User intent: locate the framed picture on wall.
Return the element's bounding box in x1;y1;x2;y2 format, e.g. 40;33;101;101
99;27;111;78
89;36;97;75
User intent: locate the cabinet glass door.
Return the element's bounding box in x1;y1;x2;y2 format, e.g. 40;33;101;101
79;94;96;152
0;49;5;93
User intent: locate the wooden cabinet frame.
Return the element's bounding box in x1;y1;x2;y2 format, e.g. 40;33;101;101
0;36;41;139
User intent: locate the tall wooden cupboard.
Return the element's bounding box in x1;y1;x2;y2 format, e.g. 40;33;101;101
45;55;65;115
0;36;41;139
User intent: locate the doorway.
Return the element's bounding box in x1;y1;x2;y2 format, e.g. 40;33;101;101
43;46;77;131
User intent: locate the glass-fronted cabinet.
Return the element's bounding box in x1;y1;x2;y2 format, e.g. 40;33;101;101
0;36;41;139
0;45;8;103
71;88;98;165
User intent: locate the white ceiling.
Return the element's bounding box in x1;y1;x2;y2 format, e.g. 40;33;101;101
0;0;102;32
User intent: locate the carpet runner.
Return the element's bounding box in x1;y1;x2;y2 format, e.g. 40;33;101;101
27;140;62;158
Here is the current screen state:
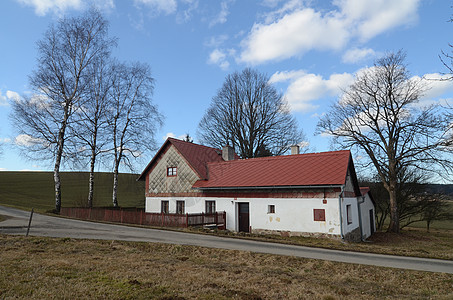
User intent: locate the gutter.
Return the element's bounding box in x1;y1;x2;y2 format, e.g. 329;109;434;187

================================

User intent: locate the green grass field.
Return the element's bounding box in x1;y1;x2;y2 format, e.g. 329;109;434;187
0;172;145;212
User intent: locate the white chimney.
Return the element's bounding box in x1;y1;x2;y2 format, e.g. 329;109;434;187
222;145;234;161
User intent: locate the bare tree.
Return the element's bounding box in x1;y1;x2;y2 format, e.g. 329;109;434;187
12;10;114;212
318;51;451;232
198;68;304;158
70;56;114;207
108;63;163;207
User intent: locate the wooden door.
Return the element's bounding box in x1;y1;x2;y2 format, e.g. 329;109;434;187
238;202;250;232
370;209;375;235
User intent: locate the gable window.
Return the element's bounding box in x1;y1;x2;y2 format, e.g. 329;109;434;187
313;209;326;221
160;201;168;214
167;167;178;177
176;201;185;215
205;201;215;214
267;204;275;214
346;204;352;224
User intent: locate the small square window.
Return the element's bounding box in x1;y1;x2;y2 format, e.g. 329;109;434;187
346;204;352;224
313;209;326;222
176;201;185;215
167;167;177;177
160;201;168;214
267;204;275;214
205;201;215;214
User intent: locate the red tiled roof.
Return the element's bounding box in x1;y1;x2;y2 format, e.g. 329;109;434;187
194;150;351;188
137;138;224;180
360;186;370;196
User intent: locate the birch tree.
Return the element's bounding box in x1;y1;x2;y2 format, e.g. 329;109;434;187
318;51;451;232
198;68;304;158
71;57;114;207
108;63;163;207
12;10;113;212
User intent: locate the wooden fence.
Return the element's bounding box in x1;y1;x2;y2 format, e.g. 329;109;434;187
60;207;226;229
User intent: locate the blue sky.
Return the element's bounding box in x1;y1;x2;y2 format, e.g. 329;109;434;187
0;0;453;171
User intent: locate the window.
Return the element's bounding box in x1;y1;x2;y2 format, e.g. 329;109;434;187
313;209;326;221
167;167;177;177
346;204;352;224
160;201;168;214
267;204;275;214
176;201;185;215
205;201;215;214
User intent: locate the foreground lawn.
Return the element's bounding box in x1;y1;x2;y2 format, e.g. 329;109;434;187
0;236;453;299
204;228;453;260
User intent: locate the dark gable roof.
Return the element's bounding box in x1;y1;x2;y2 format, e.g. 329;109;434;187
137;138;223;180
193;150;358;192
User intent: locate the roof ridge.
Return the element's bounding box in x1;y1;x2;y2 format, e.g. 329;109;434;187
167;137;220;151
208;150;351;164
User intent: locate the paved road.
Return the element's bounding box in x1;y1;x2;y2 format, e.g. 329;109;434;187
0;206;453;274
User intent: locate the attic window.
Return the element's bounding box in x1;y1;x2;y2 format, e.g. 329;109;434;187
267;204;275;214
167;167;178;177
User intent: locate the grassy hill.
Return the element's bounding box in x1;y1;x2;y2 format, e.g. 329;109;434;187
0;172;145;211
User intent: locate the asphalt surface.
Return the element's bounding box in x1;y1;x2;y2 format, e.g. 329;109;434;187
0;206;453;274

================================

**What you have to do:** Rewrite the lines above, starting at the line that contains "User intent: locate the wooden fence." and ending at the line that contains "193;150;358;192", with "locate" replaced by "find" and nothing else changed. Give only those lines.

**Full answer:**
User intent: find the wooden fence.
Return the element's bounding box in x1;y1;x2;y2 format, e.g. 329;109;434;187
60;207;226;229
User intent: find the blue sky.
Return the element's bounding box in x1;y1;x2;y2 format, e.g. 329;109;434;187
0;0;453;171
User intent: find the window.
Return the element's bounding box in x1;y1;x2;y2 format, e.g. 329;109;434;187
313;209;326;221
167;167;177;177
346;204;352;224
160;201;168;214
267;204;275;214
176;201;185;215
205;201;215;214
User intent: find the foreground lawn.
Return the element's bounding box in x1;y1;x2;y2 format, e.g. 329;109;434;187
0;236;453;299
204;228;453;260
User intent: find the dark gable roof.
Return the element's bounding box in x1;y1;x2;y2 format, e.g. 329;109;434;187
137;138;223;180
193;150;358;192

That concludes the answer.